• _Written problem_
Reproduce every line of the records below, requests included, multiplying each point coordinate in the answers by 0.3 and rounding the results to whole numbers, with halves rounded up.

[Stored entries]
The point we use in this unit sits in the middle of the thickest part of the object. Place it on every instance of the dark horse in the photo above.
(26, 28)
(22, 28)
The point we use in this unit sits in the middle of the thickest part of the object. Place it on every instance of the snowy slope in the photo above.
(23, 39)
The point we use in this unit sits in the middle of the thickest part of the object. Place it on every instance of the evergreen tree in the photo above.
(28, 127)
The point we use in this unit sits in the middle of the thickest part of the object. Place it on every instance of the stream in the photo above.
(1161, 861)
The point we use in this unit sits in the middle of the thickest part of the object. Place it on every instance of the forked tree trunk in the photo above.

• _Exercise response_
The point we use in this unit sits in the middle of the thickest part of the object. Place it on every instance of the dark horse in the photo above.
(8, 8)
(7, 8)
The point we use in this unit sits in the middle of the thickest part of the object. Place it on every instance of the snowy slope in the photo above.
(7, 12)
The point we use in this unit sits in the middle of the thickest part of the object. Place it on every instance of the evergreen tree in the photo above.
(8, 38)
The point we use in this unit sits in the middle of the thickest part of the object. Place it on every instance of the stream in the photo above.
(348, 258)
The point we use in this unit sits in the middle of the thickest part of the object. Place it on every instance of the forked tree trunk in the photo above.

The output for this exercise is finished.